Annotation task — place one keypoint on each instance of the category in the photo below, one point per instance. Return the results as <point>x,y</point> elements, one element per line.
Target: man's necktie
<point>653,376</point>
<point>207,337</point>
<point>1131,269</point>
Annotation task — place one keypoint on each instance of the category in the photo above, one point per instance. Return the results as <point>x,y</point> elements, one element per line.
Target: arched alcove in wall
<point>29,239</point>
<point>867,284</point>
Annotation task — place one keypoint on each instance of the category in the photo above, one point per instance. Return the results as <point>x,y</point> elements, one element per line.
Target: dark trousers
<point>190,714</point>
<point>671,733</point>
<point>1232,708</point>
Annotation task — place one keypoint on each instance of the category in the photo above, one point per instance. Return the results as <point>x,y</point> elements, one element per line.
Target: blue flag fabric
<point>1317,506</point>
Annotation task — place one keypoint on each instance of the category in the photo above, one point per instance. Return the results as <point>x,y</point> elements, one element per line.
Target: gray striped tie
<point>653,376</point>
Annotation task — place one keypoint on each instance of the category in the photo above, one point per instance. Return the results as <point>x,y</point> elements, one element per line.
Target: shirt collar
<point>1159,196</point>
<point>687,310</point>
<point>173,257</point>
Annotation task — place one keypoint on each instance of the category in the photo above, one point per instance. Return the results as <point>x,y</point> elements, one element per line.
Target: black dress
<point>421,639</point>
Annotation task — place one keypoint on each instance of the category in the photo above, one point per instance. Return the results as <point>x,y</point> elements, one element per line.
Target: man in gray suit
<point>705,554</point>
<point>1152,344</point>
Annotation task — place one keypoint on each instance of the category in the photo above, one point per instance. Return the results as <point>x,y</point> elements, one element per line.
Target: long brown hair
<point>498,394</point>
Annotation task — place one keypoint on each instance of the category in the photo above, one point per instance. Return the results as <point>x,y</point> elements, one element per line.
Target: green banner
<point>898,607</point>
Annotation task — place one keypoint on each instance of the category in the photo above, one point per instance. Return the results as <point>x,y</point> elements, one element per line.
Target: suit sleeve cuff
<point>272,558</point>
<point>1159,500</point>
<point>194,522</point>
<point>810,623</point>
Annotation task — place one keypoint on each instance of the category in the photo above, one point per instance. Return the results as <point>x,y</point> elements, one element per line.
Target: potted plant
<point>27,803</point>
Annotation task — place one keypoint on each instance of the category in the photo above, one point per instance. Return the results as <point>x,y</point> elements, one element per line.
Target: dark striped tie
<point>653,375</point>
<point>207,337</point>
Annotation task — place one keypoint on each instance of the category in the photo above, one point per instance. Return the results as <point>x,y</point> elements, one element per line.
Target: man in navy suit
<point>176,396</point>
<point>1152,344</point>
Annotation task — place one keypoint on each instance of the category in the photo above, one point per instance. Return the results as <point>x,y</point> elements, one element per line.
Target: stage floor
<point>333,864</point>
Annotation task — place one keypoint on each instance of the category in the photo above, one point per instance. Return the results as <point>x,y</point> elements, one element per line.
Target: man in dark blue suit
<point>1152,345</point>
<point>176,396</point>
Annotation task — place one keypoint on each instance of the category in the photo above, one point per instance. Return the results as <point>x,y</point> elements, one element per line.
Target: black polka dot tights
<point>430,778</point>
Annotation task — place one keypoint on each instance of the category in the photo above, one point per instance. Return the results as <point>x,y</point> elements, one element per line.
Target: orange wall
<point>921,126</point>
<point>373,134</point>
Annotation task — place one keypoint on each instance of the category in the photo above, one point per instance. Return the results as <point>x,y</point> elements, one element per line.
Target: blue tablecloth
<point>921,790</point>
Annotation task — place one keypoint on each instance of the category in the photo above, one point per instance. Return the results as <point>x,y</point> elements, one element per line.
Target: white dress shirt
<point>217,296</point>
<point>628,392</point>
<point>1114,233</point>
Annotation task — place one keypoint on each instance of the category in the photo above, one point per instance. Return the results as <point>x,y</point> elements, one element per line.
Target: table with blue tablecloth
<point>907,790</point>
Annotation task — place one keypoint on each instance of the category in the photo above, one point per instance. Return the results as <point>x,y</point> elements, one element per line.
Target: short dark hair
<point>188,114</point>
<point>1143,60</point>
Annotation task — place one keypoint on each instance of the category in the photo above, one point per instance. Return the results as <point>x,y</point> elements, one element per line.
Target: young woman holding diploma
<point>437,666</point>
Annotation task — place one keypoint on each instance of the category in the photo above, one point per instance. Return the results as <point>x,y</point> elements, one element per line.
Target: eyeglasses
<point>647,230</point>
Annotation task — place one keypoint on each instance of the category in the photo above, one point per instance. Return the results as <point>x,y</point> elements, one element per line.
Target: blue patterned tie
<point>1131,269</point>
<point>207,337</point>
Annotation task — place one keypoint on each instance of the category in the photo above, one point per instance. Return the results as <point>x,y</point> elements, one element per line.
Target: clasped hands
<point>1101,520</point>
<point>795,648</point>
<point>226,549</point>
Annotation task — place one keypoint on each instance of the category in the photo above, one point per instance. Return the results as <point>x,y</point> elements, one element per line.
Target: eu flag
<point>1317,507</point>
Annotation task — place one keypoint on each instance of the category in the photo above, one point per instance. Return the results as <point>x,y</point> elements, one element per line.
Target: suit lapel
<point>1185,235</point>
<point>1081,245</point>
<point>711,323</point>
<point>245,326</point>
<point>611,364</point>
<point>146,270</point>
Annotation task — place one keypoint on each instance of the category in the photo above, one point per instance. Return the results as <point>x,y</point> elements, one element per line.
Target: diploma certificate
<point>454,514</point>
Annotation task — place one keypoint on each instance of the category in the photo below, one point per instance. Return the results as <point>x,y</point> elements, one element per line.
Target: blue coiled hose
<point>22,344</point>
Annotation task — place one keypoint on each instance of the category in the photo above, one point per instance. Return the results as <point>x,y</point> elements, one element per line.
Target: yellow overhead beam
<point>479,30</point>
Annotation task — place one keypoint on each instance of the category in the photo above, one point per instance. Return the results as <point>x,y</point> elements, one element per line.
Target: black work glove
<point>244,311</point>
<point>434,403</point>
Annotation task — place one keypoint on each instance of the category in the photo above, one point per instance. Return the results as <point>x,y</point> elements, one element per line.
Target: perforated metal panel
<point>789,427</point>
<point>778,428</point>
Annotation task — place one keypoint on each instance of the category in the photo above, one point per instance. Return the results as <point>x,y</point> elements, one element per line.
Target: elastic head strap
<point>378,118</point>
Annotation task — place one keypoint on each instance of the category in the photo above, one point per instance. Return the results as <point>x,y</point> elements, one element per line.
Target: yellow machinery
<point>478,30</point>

Stated problem
The records above are to be copied in full, exactly as written.

Answer to the exercise
Annotation task — place one keypoint on each instance of the category in the photo below, one point per instance. Return the results as <point>x,y</point> elements, one element per line.
Target: man's necktie
<point>653,376</point>
<point>207,337</point>
<point>1131,269</point>
Annotation task — place one keypoint on each instance of the category in the photo above, one point per instance. Return the results as <point>x,y</point> elements, one element per line.
Target: arched alcove in wall
<point>29,239</point>
<point>867,284</point>
Annotation task — place one keypoint on each instance of the category in the photo above, one point per instance. Return the results as <point>x,y</point> elements, one element per line.
Target: dark trousers
<point>190,714</point>
<point>671,733</point>
<point>1232,708</point>
Annotation task — place one keypoint on each instance of the category in the photo above, one point per instance. Return the results as <point>x,y</point> elements, one element per line.
Target: blue flag fabric
<point>1317,506</point>
Annotation task — place one keypoint on each instance of the category in the photo above, one point per instance. Return the results as <point>x,y</point> elements, one element per line.
Target: gray striped tie
<point>653,376</point>
Annotation task — place one keypoint on each instance of the category in the photo above, one point per instance. Return the results as <point>x,y</point> elements, one element per line.
Target: shirt collar
<point>1159,196</point>
<point>687,310</point>
<point>173,257</point>
Annotation task — place one keypoint on each instance of the category in the photo above, one point per instance. Return the results as <point>x,y</point> elements, one element per line.
Target: black dress
<point>421,639</point>
Annotation task — place one keypoint on each instance of the category in the photo above, one point per instance. Return the results as <point>x,y</point> elements, one element per line.
Target: man in gray suit
<point>705,554</point>
<point>1152,344</point>
Annotation task — place one keypoint on each instance of the category in the photo above, one point per instance. Return the results as <point>x,y</point> elements, one element per line.
Target: long brown hair
<point>498,394</point>
Annotation task — place one keypoint on each instance of the category in the photo above, one point per instance. Return the results as <point>x,y</point> elements, one element per line.
Target: green banner
<point>898,607</point>
Annotation task — place one keypoint on each instance of the category in the photo above, one point per instance. Return the results as <point>x,y</point> elements, one element per line.
Target: suit sleeve cuff
<point>272,558</point>
<point>1159,500</point>
<point>194,522</point>
<point>810,623</point>
Annotation task — place one keypoint on each instance of the category in the photo above, one point per instance. Return the results as <point>x,y</point> elements, one element per line.
Target: potted plant
<point>27,803</point>
Annotation task — place one keypoint on each instance of the category in the photo above, one point per instance. Return the results as <point>x,y</point> elements, one element per line.
Target: dark striped tie
<point>653,375</point>
<point>207,337</point>
Annotation task — place one keypoint on each instance of the category in the photo above, one point per instance. Return the results as <point>x,y</point> elements, one element per line.
Target: man in navy suit
<point>176,396</point>
<point>1152,344</point>
Annotation task — place one keypoint on each instance of the category in the photo above, one point per instance. Return the results as <point>x,y</point> elements, one element per line.
Target: stage floor
<point>333,864</point>
Annotation task — place one keypoint on each instance of the category in the photo above, one point per instance. Return the results as <point>x,y</point> elements, one element per line.
Target: man in dark blue suit
<point>1152,345</point>
<point>176,396</point>
Annotation task — place one keypoint on each instance of the category in the photo above, one point per instance. Return the results as <point>x,y</point> elements, one element per line.
Target: black polka dot tights
<point>430,778</point>
Annotation task — place one keypoint on each instance of the category in the photo above, one point per instance. Return the results as <point>x,y</point> elements, one element per line.
Target: orange wall
<point>921,126</point>
<point>373,134</point>
Annotation task — place one keypoint on each instance of the category in the photo above, one point per instance. Return the results as <point>x,y</point> elements, one element per line.
Target: blue tablecloth
<point>921,790</point>
Annotation task — place one keypoint on each instance of the category in the photo above, one point per instance. Return the results as <point>x,y</point> elements, one element per line.
Target: white dress shirt
<point>217,296</point>
<point>628,392</point>
<point>1114,233</point>
Annotation task — place one keypoint on each instance of the category in the photo above, one point per instance. Return the results as <point>x,y</point> elements, one element per line.
Target: table with blue tablecloth
<point>907,790</point>
Annotation task — place one keypoint on each instance of the category in the photo above, one point per instance. Return the results as <point>x,y</point> elements, one element per line.
Target: short dark hair
<point>188,114</point>
<point>1143,60</point>
Annotation task — place one keypoint on each instance of the category in the photo above, one point per instance. Return the results as <point>x,y</point> elements, one element per line.
Target: young woman holding diploma
<point>437,666</point>
Annotation task — place one keypoint on each instance of the category in the photo above, one point per instance. Return the results as <point>x,y</point> elements, one element per line.
Target: eyeglasses
<point>647,230</point>
Annotation task — place one keypoint on each instance of the category in the photo above, one point per instance. Return the results as <point>x,y</point> elements, one element per line.
Target: blue patterned tie
<point>1131,269</point>
<point>207,337</point>
Annotation task — place one keypoint on each instance of the category in the photo above, one point per instance. Return the results as <point>x,y</point> elements, one element per line.
Target: clasped hands
<point>1101,520</point>
<point>795,648</point>
<point>226,549</point>
Annotation task — place one keypoint on each instance of the category in the photo above, one point per instance. Return the results as <point>x,y</point> elements, one element per line.
Target: eu flag
<point>1317,507</point>
Annotation task — place one keypoint on each instance of the category in the photo above, one point per instance. Return the results as <point>x,y</point> elements, one element per line.
Target: suit lapel
<point>1185,235</point>
<point>1081,245</point>
<point>711,323</point>
<point>245,326</point>
<point>611,364</point>
<point>146,270</point>
Annotation task — place one keypoint on each instance of the category in the photo above, one point per instance. Return the results as <point>x,y</point> elements, one element per line.
Target: diploma certificate
<point>454,514</point>
Annotation task — place one keypoint on each instance of the category in the photo below, one point per instance. Return the results as <point>x,y</point> elements, one element per line.
Target: blue coiled hose
<point>22,344</point>
Annotation task — place one keypoint on each instance of the category in the photo above, one point per instance. Return the results as <point>x,y</point> elements, one element per line.
Target: yellow overhead beam
<point>479,30</point>
Annotation task — place one keypoint on each instance of the category in the photo above, one point per instance. Return the results as <point>x,y</point> elements, one element per line.
Target: black work glove
<point>244,311</point>
<point>434,403</point>
Annotation task — place one keypoint on each instance of the category in the photo above, one point per instance. Return the results as <point>x,y</point> elements, one element per line.
Target: perforated metal panel
<point>789,427</point>
<point>778,428</point>
Annotation task — place one keypoint on each instance of the category in the photo above, one point per instance. Return the results as <point>x,y</point> elements, one element per line.
Target: elastic head strap
<point>378,118</point>
Annotation task — place one keypoint on each instance of the category in the photo above, one point per instance. Return the results as <point>x,y</point> elements, one element per line.
Target: yellow machinery
<point>478,30</point>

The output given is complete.